═════ DATA ENTRIES

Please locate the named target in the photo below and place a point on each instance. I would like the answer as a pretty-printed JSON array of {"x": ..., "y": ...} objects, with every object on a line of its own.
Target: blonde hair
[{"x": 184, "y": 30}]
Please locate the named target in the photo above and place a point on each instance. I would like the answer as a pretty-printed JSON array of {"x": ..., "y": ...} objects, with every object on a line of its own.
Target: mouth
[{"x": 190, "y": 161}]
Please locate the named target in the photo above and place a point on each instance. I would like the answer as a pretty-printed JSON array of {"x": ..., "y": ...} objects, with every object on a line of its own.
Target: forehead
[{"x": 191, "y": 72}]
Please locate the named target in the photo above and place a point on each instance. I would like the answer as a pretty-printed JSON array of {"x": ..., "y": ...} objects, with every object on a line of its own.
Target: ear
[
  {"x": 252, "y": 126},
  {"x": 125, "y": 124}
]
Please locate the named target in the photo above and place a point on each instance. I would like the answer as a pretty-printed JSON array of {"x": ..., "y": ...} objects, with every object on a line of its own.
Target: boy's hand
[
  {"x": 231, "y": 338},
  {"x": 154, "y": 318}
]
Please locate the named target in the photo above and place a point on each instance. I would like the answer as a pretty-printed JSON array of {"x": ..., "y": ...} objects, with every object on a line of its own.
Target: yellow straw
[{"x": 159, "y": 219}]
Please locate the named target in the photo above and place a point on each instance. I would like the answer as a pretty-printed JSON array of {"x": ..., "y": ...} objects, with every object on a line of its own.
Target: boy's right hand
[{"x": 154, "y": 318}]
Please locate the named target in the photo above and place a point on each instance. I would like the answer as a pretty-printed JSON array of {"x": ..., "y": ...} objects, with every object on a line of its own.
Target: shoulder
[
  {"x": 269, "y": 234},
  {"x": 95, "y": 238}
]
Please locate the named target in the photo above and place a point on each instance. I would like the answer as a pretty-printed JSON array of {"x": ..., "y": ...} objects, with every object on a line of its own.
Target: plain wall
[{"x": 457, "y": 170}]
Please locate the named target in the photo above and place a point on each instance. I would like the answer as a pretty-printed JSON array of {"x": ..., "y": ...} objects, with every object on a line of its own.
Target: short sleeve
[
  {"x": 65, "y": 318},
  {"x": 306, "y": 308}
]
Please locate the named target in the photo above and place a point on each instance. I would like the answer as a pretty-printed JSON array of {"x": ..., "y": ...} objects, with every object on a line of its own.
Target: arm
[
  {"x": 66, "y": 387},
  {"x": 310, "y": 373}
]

══════════

Your task is to retype all of the records exactly.

RESPONSE TO THIS EXERCISE:
Please locate the named target in the photo below and place a point on each instance. I would like the answer as a pretty-printed JSON array of {"x": ..., "y": ...} objects, with every object on a line of its own.
Target: blonde hair
[{"x": 184, "y": 30}]
Please locate the named target in the photo above and place a point on each instance. I would like the answer as a pretty-printed JSON array of {"x": ..., "y": ...} objects, with every object on a line of its own.
Target: mouth
[{"x": 190, "y": 161}]
Please locate the named target in the photo above and place a point on each instance. I would like the answer as a pretty-printed JSON array of {"x": ..., "y": ...} objects, with every object on a line of its own.
Target: forehead
[{"x": 191, "y": 72}]
Please locate the named target in the photo above and place a point on each instance. I would like the answer as a pretty-printed JSON array of {"x": ..., "y": ...} objects, with every object on a line of its own.
Target: ear
[
  {"x": 252, "y": 126},
  {"x": 125, "y": 124}
]
Please locate the named target in the photo above and place a point on each instance. I would like the answer as a pretty-printed JSON array of {"x": ..., "y": ...} objects, with every object on a line of its own.
Target: boy's hand
[
  {"x": 231, "y": 338},
  {"x": 154, "y": 318}
]
Please locate the named target in the photo above and place a point on each instance. I would like the answer as a pretty-printed JSON array of {"x": ..., "y": ...} objects, with every object on a line of its own.
Target: yellow straw
[{"x": 159, "y": 219}]
Please locate the named target in the photo above and place a point on each instance. I would like the answer as a pretty-printed JSON array of {"x": ..., "y": ...} objects, with every object on a line of its own.
Target: boy's right hand
[{"x": 154, "y": 318}]
Please locate the named target in the photo above and place a point on each instance. I would like the answer as a pretty-printed JSON array of {"x": ..., "y": ...} objects, with every object on a line of its own.
Target: shoulder
[
  {"x": 269, "y": 234},
  {"x": 95, "y": 238}
]
Please locate the named target in the photo above and place a point on each instance. I would like the answer as a pretty-printed JSON array of {"x": ..., "y": ...} objects, with every object on a line of its own.
Target: plain wall
[{"x": 457, "y": 170}]
Please locate the named target in the photo above and place a point on each instance. I would like the answer as a pretty-printed JSON array of {"x": ..., "y": ...} objects, with every object on a line of its own.
Target: short sleeve
[
  {"x": 65, "y": 318},
  {"x": 306, "y": 308}
]
Please locate the named target in the photo above and place a point on each instance. I would like the answer as a pretty-printed JSON array of {"x": ..., "y": ...} objects, with every object on a line of its own.
Target: arm
[
  {"x": 66, "y": 387},
  {"x": 310, "y": 373}
]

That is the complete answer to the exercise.